____ SOURCE EXCERPT

It seems wrong to not talk about what's going on in the world right now. We are three and a half hours away from going to war, how could I talk about American Idol?

I hesitate to touch on this topic that is much larger than anything that has happened within my lifetime. I hesitate because I know that there is just so much that I don't know. My mother says that makes me smart. She says that so many people are preaching their opinions as if they know everything going on, every thought in Saddam's head, every bit of history between us and Saddam, between Iraq and Israel. I think this is why I'm always so intimidated to even sit in on people having political discussions. Every person I listen talks is if he actually knows what needs to happen in this world to fix it. Everyone seems to know the answers and be so pissed that everyone else doesn't agree with them. That leaves me not even knowing how to begin to learn anything because I don't know who to listen to. Every radio station gives statistics on the percentage of Americans that support the war, and the numbers are always different. It's as if I can just start claiming what the statistics show without actually knowing anything. I've listened to people who do not LIKE war, who wish for peace as much as anyone else, but they believe that war is necessary right now in this situation. I've talked to people who think that Bush is crazy, that he believes he is the Messiah, and he's going to drive this country into the ground. I've listened to people who believe in Bush and respect the decision he seems to be making.

Again, no one knows anything. I think it's really easy for someone to claim that they can predict the future. Everyone seems to be doing it. "If Bush does this, it means this; If he doesn't this, it means that." I mean, nobody fucking knows what will happen, and when whatever happens happens, no one will THEN even know exactly why. I've listened to people say they believe that Bush's ultimatum will force Saddam to give a preemptive strike. Some believe that Saddam will release Small Pox the second our troops invade Iraq. Some people believe that we are beginning a war that would not exist if we backed down. Some people think that Saddam is ready to kill us, and if we don't try to stop him first, we're looking at another September 11th. Again, we do NOT know what Saddam is thinking. I don't even know if Saddam knows what he's thinking himself. Same for Bush. I think we're all filled with fear, and I don't know who started it, and I don't know who'll end it.

I know that there will be people circling center squares with their signs no matter WHAT happens because with every single decision a president makes, there will be thousands or millions of people who disagree. He cannot please everyone, so he's doing what he thinks he needs to do.

________
____ SOURCE MATERIAL

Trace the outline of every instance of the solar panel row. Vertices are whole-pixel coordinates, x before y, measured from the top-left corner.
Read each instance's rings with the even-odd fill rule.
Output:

________

§ **WORK INSTRUCTIONS**:
1. In the post about the approaching war, how much time remains before the war begins?
2. Write the next part of the post about the approaching war, continuing after its final sentence.

§ **SOLVED TASKS**:
1. Three and a half hours.

2.
Me? From what I've been trying to learn, Saddam has these weapons and he hates us. He is not supposed to have them, and the UN agreed that if he didn't get rid of them, then we could attack according to a resolution...a number I don't know. I hear that the UN is backing out of this because they don't want to go to war. They want to avoid it. So, they're not really following through. I hear that the world would love to get rid of Saddam, but they don't want to do it, so we're taking it all on ourselves even though everyone will benefit, and we're pretty fucking pissed about it. I guess, Bush is looking at it like we need to do what we need to do, and if no one will help us, we'll go it alone, but we'll remember that. I know that the world hates America because we're so powerful, and the world would be kind of psyched to see us fuck up a bit and lose some power and strength.

I know that I'm an American. I know that I love being American. I know that even if the rest of the world is annoyed with us, I like us. I think they don't like us for reasons I won't mention here because it'll be insulting. I feel like we have to respect and stand behind Bush because he is our leader, and if we don't stand behind the man we voted in to MAKE these types of decisions, then we'll fall apart. I think we're acting like a bunch of critical assholes.

I think we live under some illusion of peace. I think that people think that "peace" is when no bombs are going off. I hear that if the first Bush had ignored everyone's suggestion to be "peaceful" and go in and get rid of Saddam after Persian Gulf, then we wouldn't even BE in this situation now. I feel like we're all fucking crazy, that not a single soul among us from the smart ass college kids to the journalists, to the leaders of our world has a CLUE as to what's actually going on. I think we're looking at a whole shitload of bad miscommunications. I think we're dealing with severe psychopaths. I hear we're dealing with old friends who are forgetting their loyalties.

I don't know how I feel. I don't know what I know except that I know that whatever is going to happen will happen, and I hope that we'll all be okay.